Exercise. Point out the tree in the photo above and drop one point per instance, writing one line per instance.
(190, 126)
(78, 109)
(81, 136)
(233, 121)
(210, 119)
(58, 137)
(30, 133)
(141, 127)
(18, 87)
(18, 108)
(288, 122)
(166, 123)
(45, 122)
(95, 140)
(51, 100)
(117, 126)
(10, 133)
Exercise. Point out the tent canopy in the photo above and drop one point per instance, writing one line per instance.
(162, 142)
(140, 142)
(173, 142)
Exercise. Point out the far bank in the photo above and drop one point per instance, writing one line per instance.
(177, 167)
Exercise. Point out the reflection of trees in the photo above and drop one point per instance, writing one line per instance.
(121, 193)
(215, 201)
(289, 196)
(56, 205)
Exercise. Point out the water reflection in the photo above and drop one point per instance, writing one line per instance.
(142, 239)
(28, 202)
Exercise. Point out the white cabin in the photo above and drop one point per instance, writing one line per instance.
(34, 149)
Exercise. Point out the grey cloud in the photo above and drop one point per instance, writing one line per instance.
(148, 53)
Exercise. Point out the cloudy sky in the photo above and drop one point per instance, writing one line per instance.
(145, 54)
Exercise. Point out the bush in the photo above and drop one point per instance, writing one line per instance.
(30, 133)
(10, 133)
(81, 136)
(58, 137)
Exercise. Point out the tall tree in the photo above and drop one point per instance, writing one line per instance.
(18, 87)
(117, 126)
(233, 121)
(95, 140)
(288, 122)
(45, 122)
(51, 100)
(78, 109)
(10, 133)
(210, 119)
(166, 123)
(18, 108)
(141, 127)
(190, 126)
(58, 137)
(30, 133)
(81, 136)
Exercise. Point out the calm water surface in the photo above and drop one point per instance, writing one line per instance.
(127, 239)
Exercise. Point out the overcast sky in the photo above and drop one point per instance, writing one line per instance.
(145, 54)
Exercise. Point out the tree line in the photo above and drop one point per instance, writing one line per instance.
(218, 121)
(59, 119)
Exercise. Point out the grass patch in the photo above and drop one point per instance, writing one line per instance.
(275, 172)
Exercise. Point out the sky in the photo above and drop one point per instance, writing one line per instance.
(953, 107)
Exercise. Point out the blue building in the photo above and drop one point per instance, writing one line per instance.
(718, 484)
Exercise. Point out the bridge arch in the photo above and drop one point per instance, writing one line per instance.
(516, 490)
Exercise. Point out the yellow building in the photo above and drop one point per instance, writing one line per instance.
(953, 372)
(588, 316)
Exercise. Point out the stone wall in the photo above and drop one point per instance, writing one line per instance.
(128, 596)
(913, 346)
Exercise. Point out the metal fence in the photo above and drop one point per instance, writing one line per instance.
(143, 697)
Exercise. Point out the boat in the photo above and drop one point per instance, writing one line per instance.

---

- **What you have to do**: The line containing "Exercise. Point out the yellow" marks the start; retype it and each line after it through the end of the records above, exactly.

- **Answer to this task**:
Exercise. Point out the yellow building in the photo above and drop one point per instance, writing one line per instance.
(953, 372)
(588, 316)
Exercise. Point out the stone wall in the photo above and drop one point per instance, writing one line per instance.
(128, 596)
(913, 346)
Exercise. Point out the metal fence in the photo above and drop one point per instance, writing one line per instance.
(143, 697)
Exercise. Point out the boat in the photo above and drop one point per instance, writing one line per instance.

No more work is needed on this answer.